Your instructions: Output the rows verbatim, starting at the line containing "465, row 371." and ending at the line containing "column 50, row 143". Omit the pictures from the output.

(Excerpts from point annotation data)
....................
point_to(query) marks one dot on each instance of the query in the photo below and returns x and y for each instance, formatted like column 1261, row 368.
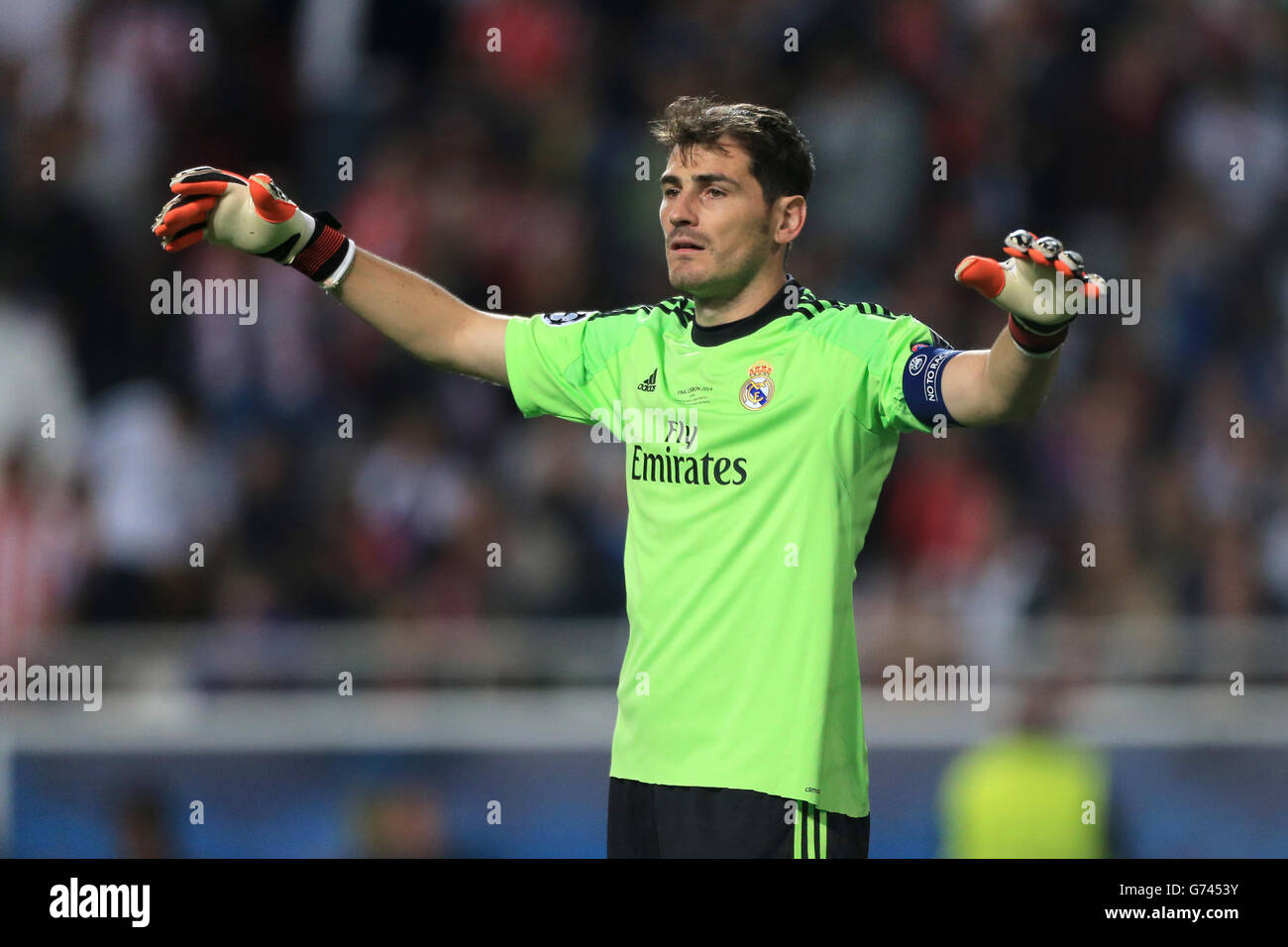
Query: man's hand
column 1024, row 283
column 253, row 214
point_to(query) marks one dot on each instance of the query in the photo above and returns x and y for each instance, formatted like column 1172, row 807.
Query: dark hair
column 781, row 158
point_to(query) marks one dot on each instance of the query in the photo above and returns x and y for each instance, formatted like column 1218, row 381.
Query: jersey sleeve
column 906, row 368
column 563, row 364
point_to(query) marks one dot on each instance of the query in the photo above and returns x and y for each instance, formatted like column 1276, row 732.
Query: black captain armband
column 921, row 381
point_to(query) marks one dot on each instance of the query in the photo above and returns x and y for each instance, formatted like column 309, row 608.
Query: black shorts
column 651, row 821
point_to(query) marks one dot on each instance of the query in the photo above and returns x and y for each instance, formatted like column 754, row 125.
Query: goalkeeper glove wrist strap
column 329, row 254
column 1035, row 341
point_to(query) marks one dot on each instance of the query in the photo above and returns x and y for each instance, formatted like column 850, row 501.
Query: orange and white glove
column 253, row 215
column 1025, row 285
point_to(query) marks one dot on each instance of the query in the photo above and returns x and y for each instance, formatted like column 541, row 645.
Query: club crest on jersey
column 759, row 388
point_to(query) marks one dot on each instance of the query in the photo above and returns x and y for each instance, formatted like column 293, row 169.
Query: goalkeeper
column 739, row 724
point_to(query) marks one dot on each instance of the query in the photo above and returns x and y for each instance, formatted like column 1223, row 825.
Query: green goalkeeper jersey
column 755, row 454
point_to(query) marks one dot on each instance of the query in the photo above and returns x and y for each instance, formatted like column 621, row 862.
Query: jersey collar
column 771, row 311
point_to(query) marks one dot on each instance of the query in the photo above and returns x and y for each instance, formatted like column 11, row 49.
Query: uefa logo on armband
column 759, row 388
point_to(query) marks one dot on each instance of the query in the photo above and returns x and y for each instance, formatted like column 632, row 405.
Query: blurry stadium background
column 478, row 685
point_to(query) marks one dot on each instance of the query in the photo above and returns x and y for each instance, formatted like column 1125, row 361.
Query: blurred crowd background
column 516, row 170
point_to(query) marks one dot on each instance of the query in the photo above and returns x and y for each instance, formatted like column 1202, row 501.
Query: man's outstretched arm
column 252, row 214
column 1010, row 380
column 425, row 318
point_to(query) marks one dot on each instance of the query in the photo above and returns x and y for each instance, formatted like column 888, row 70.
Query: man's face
column 715, row 206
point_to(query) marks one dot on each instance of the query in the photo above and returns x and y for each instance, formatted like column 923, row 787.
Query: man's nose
column 682, row 211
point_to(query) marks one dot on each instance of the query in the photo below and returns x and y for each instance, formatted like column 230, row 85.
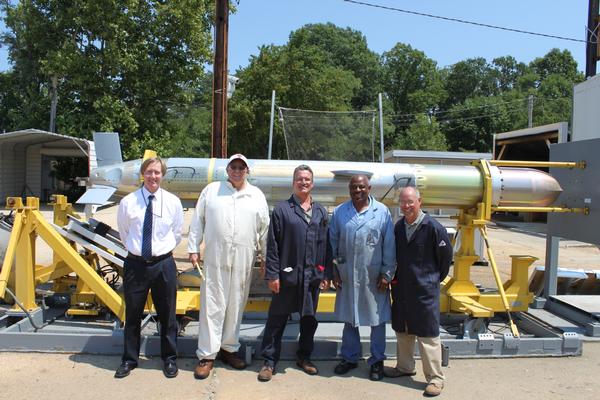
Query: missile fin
column 348, row 173
column 97, row 195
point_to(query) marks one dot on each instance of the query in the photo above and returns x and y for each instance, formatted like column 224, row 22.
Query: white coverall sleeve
column 263, row 226
column 196, row 232
column 178, row 222
column 122, row 222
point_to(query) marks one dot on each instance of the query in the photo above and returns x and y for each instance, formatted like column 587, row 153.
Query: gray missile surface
column 440, row 185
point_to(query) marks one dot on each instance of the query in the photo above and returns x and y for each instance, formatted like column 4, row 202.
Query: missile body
column 440, row 185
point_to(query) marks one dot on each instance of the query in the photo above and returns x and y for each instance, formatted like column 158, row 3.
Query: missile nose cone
column 527, row 187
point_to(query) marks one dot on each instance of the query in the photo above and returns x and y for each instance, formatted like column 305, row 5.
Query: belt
column 151, row 260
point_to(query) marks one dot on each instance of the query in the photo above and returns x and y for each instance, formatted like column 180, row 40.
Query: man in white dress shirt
column 150, row 222
column 232, row 219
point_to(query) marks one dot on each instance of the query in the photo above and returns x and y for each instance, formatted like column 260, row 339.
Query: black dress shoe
column 376, row 373
column 344, row 366
column 124, row 369
column 170, row 369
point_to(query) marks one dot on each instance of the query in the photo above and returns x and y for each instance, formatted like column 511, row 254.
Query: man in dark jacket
column 423, row 254
column 295, row 271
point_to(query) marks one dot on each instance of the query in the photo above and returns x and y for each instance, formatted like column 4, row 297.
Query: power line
column 436, row 113
column 508, row 111
column 462, row 21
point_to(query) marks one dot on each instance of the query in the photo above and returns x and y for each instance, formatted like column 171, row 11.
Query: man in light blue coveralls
column 362, row 241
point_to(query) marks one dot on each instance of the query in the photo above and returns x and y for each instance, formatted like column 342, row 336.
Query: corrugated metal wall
column 33, row 172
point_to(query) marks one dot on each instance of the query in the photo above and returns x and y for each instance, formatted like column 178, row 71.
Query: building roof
column 36, row 136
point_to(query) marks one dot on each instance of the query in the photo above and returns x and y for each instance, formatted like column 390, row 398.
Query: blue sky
column 263, row 22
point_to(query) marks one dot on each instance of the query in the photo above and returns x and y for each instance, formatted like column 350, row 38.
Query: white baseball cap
column 238, row 156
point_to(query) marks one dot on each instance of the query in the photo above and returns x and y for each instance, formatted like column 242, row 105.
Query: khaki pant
column 431, row 356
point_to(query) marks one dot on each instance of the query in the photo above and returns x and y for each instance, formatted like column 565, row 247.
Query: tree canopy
column 139, row 68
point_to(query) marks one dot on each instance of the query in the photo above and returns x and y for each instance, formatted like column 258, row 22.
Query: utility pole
column 219, row 122
column 53, row 104
column 530, row 111
column 591, row 53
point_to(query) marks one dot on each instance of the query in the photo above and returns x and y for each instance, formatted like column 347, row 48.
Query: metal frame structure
column 31, row 328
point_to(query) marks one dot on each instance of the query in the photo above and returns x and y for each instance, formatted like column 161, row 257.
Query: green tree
column 470, row 78
column 470, row 126
column 121, row 65
column 423, row 134
column 556, row 62
column 412, row 84
column 347, row 49
column 302, row 77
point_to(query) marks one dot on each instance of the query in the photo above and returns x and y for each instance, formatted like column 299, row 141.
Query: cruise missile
column 441, row 186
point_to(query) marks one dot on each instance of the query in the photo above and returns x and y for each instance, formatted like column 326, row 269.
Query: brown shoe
column 203, row 368
column 266, row 373
column 232, row 359
column 307, row 366
column 393, row 372
column 433, row 389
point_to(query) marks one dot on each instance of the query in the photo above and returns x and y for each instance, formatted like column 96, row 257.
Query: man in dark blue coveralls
column 295, row 271
column 423, row 256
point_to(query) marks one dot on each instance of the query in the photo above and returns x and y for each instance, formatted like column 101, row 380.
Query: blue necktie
column 147, row 231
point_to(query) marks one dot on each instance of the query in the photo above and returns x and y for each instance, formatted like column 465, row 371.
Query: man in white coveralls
column 232, row 219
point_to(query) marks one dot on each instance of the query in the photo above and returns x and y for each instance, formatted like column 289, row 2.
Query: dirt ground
column 89, row 377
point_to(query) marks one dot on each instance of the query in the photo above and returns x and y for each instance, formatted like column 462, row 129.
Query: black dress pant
column 161, row 279
column 271, row 344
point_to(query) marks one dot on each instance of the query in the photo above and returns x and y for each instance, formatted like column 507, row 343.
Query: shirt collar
column 146, row 193
column 417, row 221
column 297, row 199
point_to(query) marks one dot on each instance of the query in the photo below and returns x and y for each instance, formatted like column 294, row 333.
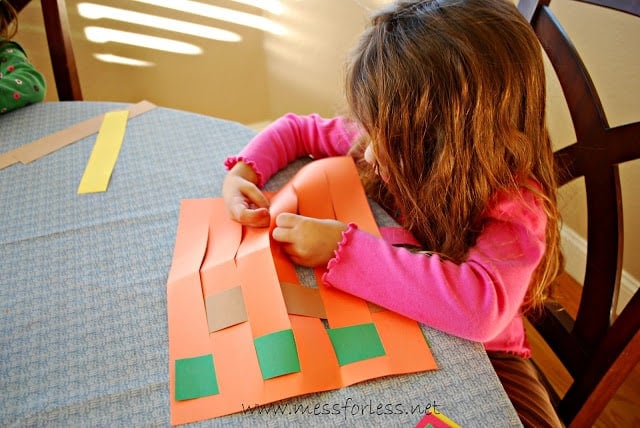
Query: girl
column 447, row 103
column 20, row 83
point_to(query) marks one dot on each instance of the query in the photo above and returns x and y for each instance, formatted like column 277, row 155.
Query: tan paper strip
column 52, row 142
column 301, row 300
column 225, row 309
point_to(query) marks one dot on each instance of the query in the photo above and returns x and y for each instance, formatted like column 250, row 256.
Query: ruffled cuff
column 346, row 237
column 231, row 161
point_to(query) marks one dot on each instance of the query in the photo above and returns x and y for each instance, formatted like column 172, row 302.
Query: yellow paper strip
column 105, row 153
column 50, row 143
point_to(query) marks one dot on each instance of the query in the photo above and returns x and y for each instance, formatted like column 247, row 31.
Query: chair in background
column 598, row 348
column 56, row 23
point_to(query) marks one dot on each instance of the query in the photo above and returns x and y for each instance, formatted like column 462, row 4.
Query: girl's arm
column 292, row 137
column 476, row 299
column 20, row 83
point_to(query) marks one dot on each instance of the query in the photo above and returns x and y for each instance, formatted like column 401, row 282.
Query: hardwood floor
column 624, row 408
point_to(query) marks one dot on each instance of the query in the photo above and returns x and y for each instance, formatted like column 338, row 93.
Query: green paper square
column 356, row 343
column 277, row 354
column 195, row 377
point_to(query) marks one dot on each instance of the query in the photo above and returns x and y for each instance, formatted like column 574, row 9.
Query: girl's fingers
column 287, row 220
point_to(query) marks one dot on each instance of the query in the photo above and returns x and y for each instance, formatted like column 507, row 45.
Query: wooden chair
column 598, row 348
column 56, row 23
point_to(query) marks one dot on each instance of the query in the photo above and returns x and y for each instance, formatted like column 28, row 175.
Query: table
column 83, row 317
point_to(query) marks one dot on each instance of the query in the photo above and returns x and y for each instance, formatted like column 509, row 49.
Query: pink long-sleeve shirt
column 479, row 299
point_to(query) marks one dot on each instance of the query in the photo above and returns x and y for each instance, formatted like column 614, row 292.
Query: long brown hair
column 452, row 96
column 8, row 21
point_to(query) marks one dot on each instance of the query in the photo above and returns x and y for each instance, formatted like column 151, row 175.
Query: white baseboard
column 574, row 248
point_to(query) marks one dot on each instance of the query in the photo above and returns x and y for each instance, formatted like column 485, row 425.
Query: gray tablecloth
column 83, row 317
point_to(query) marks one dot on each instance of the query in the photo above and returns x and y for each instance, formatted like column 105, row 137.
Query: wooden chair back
column 56, row 23
column 598, row 348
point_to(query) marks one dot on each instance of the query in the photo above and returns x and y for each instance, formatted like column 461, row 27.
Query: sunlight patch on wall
column 97, row 11
column 105, row 35
column 102, row 34
column 117, row 59
column 220, row 13
column 271, row 6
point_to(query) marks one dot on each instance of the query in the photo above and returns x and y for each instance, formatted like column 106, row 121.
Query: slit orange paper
column 213, row 255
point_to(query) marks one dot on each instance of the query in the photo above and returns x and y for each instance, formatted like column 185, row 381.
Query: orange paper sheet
column 214, row 256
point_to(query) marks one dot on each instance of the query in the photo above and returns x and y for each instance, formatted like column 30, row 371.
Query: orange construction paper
column 214, row 256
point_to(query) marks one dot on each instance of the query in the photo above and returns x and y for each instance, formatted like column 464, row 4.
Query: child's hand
column 308, row 241
column 244, row 200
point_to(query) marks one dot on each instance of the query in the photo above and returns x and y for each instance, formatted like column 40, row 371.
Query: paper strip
column 52, row 142
column 225, row 309
column 301, row 300
column 105, row 153
column 436, row 420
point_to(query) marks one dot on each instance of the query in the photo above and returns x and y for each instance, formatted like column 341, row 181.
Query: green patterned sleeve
column 20, row 83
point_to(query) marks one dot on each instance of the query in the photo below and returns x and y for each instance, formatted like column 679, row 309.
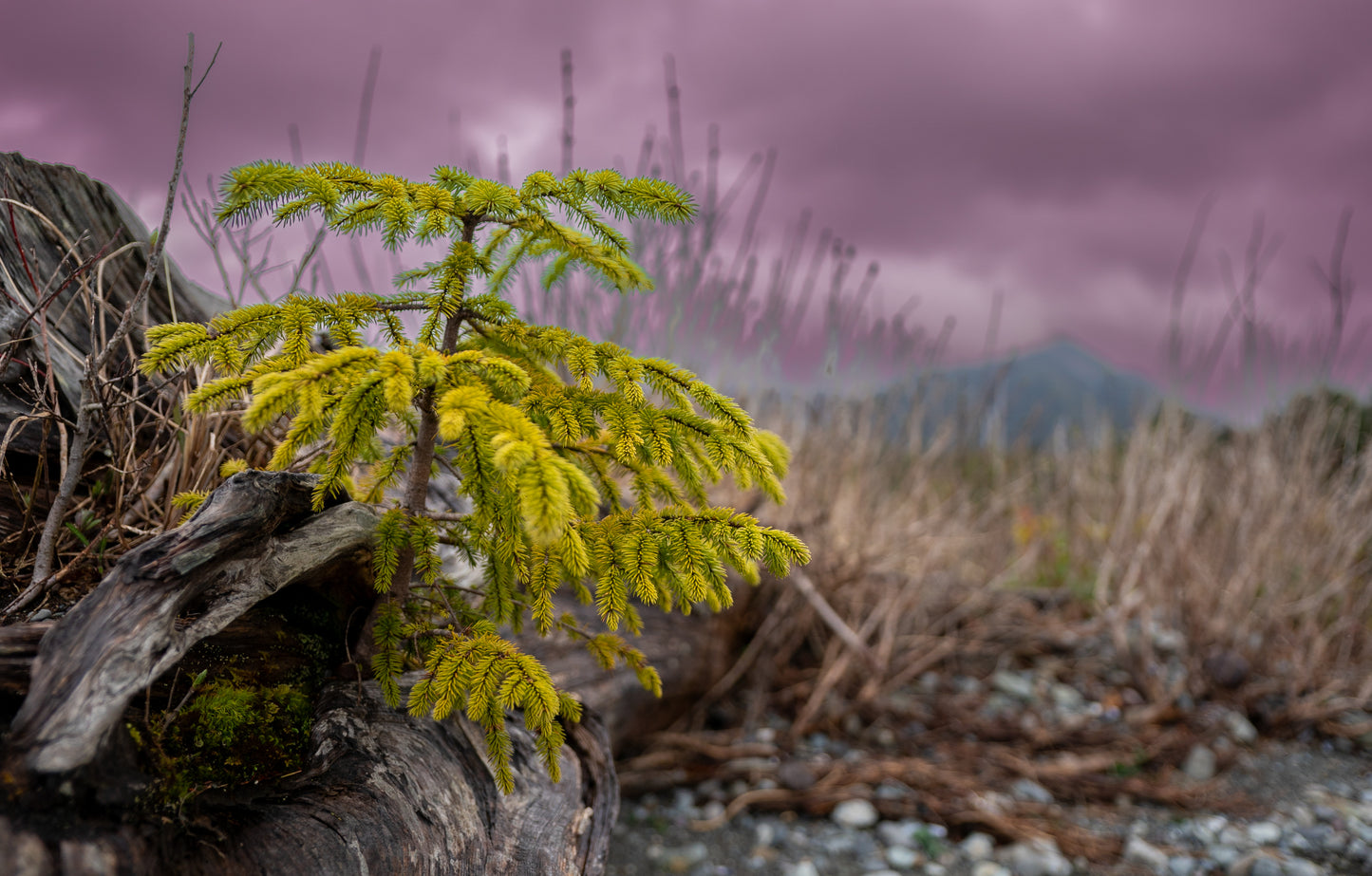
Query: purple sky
column 1057, row 151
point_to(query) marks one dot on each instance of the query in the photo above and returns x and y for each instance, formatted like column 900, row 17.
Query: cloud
column 1057, row 150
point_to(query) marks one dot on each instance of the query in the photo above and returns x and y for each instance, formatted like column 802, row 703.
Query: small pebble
column 1264, row 833
column 856, row 813
column 1199, row 764
column 902, row 858
column 1137, row 850
column 1030, row 792
column 979, row 846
....................
Task result:
point_to(query) marks one dot on each instance of the query in the photo above and returns x and y for each instance, formatted like column 465, row 371.
Query: man in white coveralls
column 232, row 219
point_to(query) marks one dot on each instance of the query in the photo above and returns x and y for each instance, formatted like column 289, row 2.
Query: dirt ground
column 89, row 377
point_to(query) marks one dot on each instance of the query in the photo above and returns x and y for each instance, formatted like column 462, row 129.
Query: black dress pant
column 161, row 279
column 271, row 344
point_to(query) marks one dot on each instance of the query in the photo above and returns x and y for each instance, formatted like column 507, row 343.
Query: shirt collar
column 146, row 193
column 417, row 221
column 297, row 199
point_to(query) marks one dot on each instance of the query in the photo below and returns x and y for each instance, formatted like column 294, row 333.
Query: girl
column 447, row 103
column 20, row 83
point_to(query) marks one dot on each instance of the query in the photo above and returns x and y for each instance, formatted like column 277, row 155.
Query: tan paper strip
column 52, row 142
column 301, row 300
column 225, row 309
point_to(query) marks one dot on each instance of the query in the photo above and returns x and y for each instance, formatted like column 250, row 256.
Query: ruffled cuff
column 346, row 237
column 231, row 161
point_to(query) marks one dot on each instance of the query in the photo above and returns x and y for each instance, formatted like column 172, row 302.
Query: yellow paper strip
column 105, row 153
column 50, row 143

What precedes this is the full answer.